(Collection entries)
=-=-=
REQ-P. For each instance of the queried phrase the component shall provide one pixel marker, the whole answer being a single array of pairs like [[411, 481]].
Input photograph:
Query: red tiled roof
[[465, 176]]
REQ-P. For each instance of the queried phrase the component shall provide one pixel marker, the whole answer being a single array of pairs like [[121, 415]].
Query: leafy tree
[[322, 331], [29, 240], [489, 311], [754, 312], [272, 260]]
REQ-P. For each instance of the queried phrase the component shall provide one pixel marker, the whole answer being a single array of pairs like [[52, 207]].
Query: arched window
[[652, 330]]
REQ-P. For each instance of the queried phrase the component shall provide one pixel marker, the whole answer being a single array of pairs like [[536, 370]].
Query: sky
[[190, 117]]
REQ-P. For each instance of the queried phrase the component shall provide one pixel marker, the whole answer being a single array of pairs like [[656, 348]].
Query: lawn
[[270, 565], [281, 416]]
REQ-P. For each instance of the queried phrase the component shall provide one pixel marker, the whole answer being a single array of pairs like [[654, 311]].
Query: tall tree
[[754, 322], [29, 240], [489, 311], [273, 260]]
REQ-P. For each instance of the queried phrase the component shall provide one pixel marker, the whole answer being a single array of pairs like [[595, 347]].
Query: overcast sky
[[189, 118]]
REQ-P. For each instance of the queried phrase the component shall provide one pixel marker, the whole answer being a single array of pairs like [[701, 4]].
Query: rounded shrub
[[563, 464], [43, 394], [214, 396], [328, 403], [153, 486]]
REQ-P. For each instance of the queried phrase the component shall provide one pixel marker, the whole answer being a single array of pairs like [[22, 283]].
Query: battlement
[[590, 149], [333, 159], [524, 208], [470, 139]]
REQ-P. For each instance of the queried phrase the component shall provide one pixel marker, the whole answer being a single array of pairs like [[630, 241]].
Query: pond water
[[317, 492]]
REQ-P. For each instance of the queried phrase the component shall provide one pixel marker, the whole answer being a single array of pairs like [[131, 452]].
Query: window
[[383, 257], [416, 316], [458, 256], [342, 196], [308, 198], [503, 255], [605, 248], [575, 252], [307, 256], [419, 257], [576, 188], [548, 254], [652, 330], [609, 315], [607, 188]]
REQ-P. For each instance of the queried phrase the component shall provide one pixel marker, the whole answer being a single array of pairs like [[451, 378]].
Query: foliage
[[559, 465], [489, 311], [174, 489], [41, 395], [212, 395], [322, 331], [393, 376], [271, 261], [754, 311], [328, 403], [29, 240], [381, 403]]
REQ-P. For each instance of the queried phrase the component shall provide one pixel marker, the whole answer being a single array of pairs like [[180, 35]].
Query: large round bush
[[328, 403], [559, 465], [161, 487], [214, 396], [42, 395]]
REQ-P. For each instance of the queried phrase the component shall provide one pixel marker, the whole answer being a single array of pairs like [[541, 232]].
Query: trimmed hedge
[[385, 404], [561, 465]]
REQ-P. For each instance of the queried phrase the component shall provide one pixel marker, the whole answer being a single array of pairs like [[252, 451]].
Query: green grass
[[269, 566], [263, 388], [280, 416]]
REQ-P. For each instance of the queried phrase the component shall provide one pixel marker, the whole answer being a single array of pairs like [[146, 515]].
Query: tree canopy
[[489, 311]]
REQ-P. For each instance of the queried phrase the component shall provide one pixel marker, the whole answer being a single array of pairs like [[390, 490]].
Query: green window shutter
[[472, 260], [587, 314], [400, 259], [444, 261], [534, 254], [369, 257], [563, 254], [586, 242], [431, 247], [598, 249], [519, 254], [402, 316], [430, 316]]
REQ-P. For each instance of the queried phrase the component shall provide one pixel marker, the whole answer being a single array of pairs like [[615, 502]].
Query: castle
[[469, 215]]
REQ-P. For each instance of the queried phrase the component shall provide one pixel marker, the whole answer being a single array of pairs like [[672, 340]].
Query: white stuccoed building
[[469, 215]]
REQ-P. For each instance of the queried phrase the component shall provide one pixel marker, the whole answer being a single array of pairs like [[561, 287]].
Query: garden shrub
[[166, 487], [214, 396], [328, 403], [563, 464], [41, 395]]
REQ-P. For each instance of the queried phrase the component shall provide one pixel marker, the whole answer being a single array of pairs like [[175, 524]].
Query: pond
=-=-=
• [To be done]
Copy every line of the listing above word for word.

• [Finished exercise]
REQ-P. For each instance of the queried phrase the component shall provide one pixel marker, the whole answer being a single array of pairs like [[411, 481]].
Input photograph:
Query: red tiled roof
[[465, 176]]
REQ-P. For each instance of the queried phrase the component shall provide one pixel marker, the whole answer being a single array of pairs like [[121, 415]].
Query: leafy tree
[[322, 331], [29, 240], [489, 311], [754, 312], [272, 260]]
REQ-P. For each instance of the queried phrase the component shall provide one pixel marker, the whole answer being a single array of pairs like [[52, 207]].
Query: arched window
[[652, 330]]
REQ-P. For each instance of the queried phrase the component shall provide one pixel marker, the whole answer being a single array of pairs like [[536, 370]].
Query: sky
[[190, 117]]
REQ-P. For each instance of the queried phrase the component shall provide one pixel marker, the whole answer being a single array of pairs like [[656, 348]].
Query: lawn
[[270, 565], [281, 416]]
REQ-P. For each instance of the queried phrase the component shall provide one pixel marker, the whole answer being a single array of pairs like [[654, 311]].
Query: tall tree
[[754, 322], [29, 240], [489, 311], [273, 260]]
REQ-P. For each instance of the queried phrase the component shall provide one pixel marker, the whole answer being a single array of pairs like [[595, 347]].
Query: overcast sky
[[189, 118]]
REQ-P. For each instance of the queried phrase the component shall provide one pixel marker, the whole answer being a single array of pairs like [[701, 4]].
Query: rounded shrub
[[563, 464], [43, 394], [214, 396], [328, 403], [153, 486]]
REQ-P. For each instance of the queried phrase the component shall provide one pixel marker, the whole answer being a single array of pairs like [[22, 283]].
Query: battlement
[[590, 149], [333, 159], [524, 208], [470, 139]]
REQ-P. For each instance of the queried phrase the component shall provide one pixel marker, the whole answer being a single array of pairs like [[630, 241]].
Query: pond water
[[317, 492]]
REQ-P. For each instance of the queried phrase the component shall provide one pixel marker, the whole answer being a single array of pairs like [[131, 452]].
Query: window
[[383, 257], [416, 316], [458, 256], [342, 196], [308, 198], [503, 255], [605, 248], [575, 252], [307, 256], [419, 257], [576, 188], [548, 254], [652, 330], [609, 315], [607, 188]]
REQ-P. For each instance of the queried phrase the component shall provide one pixel marker, the whole answer being a single array of pairs like [[451, 378]].
Query: foliage
[[559, 465], [489, 311], [174, 489], [41, 395], [212, 395], [322, 331], [393, 376], [271, 261], [754, 311], [328, 403], [29, 240], [381, 403]]
REQ-P. For each instance of the queried phrase the component shall provide one pixel marker, the whole answer being a single array of pairs like [[180, 35]].
Query: large round bush
[[328, 403], [559, 465], [161, 487], [214, 396], [42, 395]]
REQ-P. For each instance of the queried phrase the component shall provide one pixel marker, the whole answer being a single array of pairs like [[541, 232]].
Query: trimmed hedge
[[385, 404], [561, 465]]
REQ-P. For each instance of the queried phrase the component shall provide one pixel marker, the whole answer being a single array of pairs like [[252, 451]].
Query: green grass
[[269, 566], [263, 388], [280, 416]]
REQ-P. For each instance of the queried phrase the component shall provide one pixel marker, the whole answer being a single array of pairs like [[146, 515]].
Query: tree canopy
[[489, 311]]
REQ-P. For each instance of the queried phrase the component shall provide one pixel marker, the whole answer being a single array of pairs like [[390, 490]].
Query: green window shutter
[[472, 260], [587, 314], [400, 259], [444, 261], [534, 254], [369, 257], [563, 254], [586, 242], [431, 247], [598, 249], [519, 254], [402, 316], [430, 316]]
REQ-P. For each instance of the queried phrase the component shall provide one pixel marker, the whole answer being a single array of pairs like [[615, 502]].
Query: castle
[[469, 215]]
REQ-P. For each instance of the queried phrase the component shall provide one pixel marker, the whole answer being a single array of pairs like [[672, 340]].
Query: white stuccoed building
[[469, 215]]
REQ-P. For each instance of the queried phrase the component shall provide one pixel marker, the whole answer being a single array of pairs like [[561, 287]].
Query: garden shrub
[[166, 487], [214, 396], [328, 403], [563, 464], [41, 395]]
REQ-P. For each instance of the queried phrase the component shall provide one pixel marker, the whole answer being a single array of pairs like [[175, 524]].
Query: pond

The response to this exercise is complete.